WHAT YOU SHOULD DO: Rescale the material from the line with "Practice step: locate the field" to the line with "(1062, 199)", both ends included. Write out only those lines, the request line among them, with each coordinate in the answers multiplied by 2.1 and rounded to a whole number, halves rounding up.

PROVIDED ENTRIES:
= = = = = = =

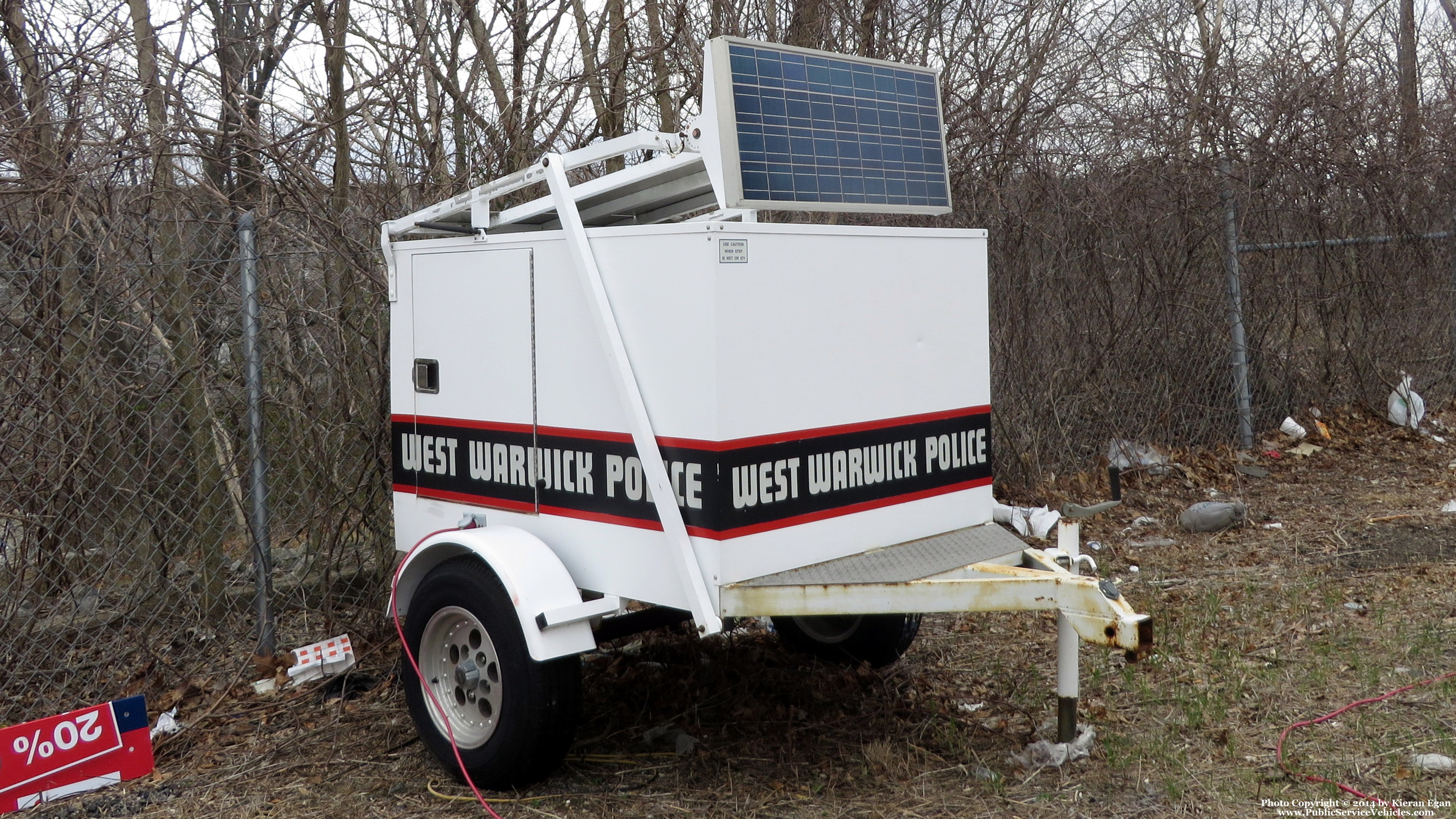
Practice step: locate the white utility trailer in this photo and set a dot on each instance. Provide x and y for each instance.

= = = = = = =

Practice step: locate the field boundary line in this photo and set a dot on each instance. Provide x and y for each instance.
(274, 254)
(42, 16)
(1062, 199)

= = = = = = =

REPLY:
Practice step: locate the field boundary line in this photo and set a dot on each instance. Provide x and y for each instance.
(575, 533)
(88, 34)
(2230, 418)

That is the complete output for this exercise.